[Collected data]
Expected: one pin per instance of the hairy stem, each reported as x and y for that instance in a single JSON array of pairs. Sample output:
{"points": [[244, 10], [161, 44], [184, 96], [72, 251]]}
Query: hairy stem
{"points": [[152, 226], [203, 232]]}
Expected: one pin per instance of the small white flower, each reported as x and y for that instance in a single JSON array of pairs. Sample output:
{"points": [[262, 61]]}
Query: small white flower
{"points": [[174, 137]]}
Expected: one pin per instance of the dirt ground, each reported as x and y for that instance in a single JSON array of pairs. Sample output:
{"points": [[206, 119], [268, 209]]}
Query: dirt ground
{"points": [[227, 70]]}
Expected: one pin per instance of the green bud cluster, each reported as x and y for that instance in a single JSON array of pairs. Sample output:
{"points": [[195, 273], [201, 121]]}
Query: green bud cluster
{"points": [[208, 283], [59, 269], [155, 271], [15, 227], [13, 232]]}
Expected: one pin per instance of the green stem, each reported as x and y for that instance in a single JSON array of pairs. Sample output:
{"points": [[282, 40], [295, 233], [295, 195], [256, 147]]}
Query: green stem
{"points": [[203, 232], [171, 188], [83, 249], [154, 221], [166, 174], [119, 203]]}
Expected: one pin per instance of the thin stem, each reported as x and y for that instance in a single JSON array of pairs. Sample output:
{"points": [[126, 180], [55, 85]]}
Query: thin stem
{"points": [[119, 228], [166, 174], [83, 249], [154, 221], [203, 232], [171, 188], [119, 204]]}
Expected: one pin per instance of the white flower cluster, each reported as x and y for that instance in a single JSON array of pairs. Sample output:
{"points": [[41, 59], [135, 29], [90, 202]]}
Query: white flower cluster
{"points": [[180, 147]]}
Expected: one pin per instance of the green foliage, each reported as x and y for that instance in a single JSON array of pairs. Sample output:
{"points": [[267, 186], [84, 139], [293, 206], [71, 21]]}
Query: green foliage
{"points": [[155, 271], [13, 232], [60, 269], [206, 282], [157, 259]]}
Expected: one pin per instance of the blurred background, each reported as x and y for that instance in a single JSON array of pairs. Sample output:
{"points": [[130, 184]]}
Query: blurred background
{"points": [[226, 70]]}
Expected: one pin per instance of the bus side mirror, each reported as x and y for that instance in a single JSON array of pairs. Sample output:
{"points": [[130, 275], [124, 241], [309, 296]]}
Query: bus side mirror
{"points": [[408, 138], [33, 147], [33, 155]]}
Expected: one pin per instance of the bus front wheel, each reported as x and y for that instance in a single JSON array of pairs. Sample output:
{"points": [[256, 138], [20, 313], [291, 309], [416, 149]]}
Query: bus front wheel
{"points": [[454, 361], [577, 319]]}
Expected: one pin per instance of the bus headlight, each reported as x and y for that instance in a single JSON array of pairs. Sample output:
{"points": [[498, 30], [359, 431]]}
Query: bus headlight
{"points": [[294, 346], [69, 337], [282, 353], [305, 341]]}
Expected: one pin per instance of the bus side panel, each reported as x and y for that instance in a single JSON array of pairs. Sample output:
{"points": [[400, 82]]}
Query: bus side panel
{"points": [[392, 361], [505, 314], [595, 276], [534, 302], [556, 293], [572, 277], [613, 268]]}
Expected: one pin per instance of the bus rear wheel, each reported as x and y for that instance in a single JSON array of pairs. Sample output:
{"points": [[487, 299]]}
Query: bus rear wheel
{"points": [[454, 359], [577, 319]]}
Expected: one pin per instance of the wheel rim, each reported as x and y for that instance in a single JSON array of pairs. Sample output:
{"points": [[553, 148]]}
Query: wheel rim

(REQUIRED WORK):
Restate the data above word for word, please.

(TASK RESULT):
Expected: one pin per instance of the hairy stem, each reported as x and y for that instance in a single JSON array of pairs. Sample output:
{"points": [[244, 10], [161, 44], [184, 96], [72, 251]]}
Query: hairy stem
{"points": [[152, 226], [203, 232]]}
Expected: one pin per instance of the small white flower, each reported as x and y for that instance in a single JSON array of pairs. Sample output:
{"points": [[262, 61]]}
Query: small white flower
{"points": [[174, 137]]}
Expected: one pin per instance of the dirt ground, each reported as x and y for that instance in a single JSON array of pairs. Sample output:
{"points": [[206, 119], [268, 209]]}
Query: dirt ground
{"points": [[227, 70]]}
Expected: one pin per instance of the green bud cluster, each reported as x and y for that instance in a single JSON array of pairs. Sample output:
{"points": [[195, 273], [201, 121]]}
Query: green bud cluster
{"points": [[208, 283], [59, 269], [155, 271], [15, 227], [13, 232]]}
Expected: one pin per instance of the green stem, each reported as x and y for that instance in a single JSON array of pairs. Sample output:
{"points": [[282, 40], [295, 233], [295, 195], [256, 147]]}
Query: green stem
{"points": [[203, 232], [171, 188], [83, 249], [154, 221], [166, 174], [119, 203]]}
Expected: one pin per instance of the thin stem, each reported as x and y for that instance in a single JSON array of pairs. Sample output:
{"points": [[126, 180], [55, 85]]}
Query: thin stem
{"points": [[119, 228], [166, 174], [83, 249], [154, 221], [203, 232], [171, 188], [119, 204]]}
Expected: one pin per instance of the white flower cluster, each reported as x and y for that instance in a single JSON array of pairs. Sample output:
{"points": [[41, 59], [135, 29], [90, 202]]}
Query: white flower cluster
{"points": [[180, 147]]}
Expected: one pin per instance of the green foliage, each reported as x and y for that instance in a single JSON array of pairs. Sample output:
{"points": [[267, 186], [84, 139], [293, 206], [71, 21]]}
Query: green foliage
{"points": [[155, 271], [13, 232], [60, 269], [206, 282], [157, 259]]}
Expected: one pin per instance of the blurred background, each reported as x and y for that instance in a single JSON array of pairs. Sample output:
{"points": [[130, 184]]}
Query: blurred background
{"points": [[226, 70]]}
Expected: one pin per instance of the bus side mirror, each reported as x and y for that instance in a single JSON array of pairs. Sample output:
{"points": [[130, 275], [124, 241], [309, 296]]}
Query: bus side mirror
{"points": [[408, 138], [33, 147], [33, 155]]}
Expected: one pin per instance of the bus front wheel, each reported as x and y for that instance in a single JSON array of pairs. Sample output:
{"points": [[256, 138], [20, 313], [291, 309], [416, 149]]}
Query: bus front wheel
{"points": [[454, 361], [577, 319]]}
Expected: one pin per instance of the bus headlight, each reported as x and y for that instance in a single JSON array of pairs. Sample output:
{"points": [[498, 30], [359, 431]]}
Query: bus headlight
{"points": [[294, 346], [69, 337], [282, 353], [305, 341]]}
Expected: one pin per instance of the bus side panel, each reported as x and y for that instance in a single JSON array of pairs. Sample output:
{"points": [[400, 82]]}
Query: bus side panel
{"points": [[392, 361], [505, 314], [595, 276], [534, 302], [556, 293], [572, 277], [613, 268]]}
Expected: one pin per instance of the bus rear wheel, each reported as x and y for that instance in a single JSON array of pairs. Sample output:
{"points": [[487, 299]]}
Query: bus rear wheel
{"points": [[454, 359], [577, 319]]}
Expected: one pin per instance of the wheel rim, each reported as x and y for that instance in a single JSON array of pairs. Sample output:
{"points": [[553, 148]]}
Query: wheel rim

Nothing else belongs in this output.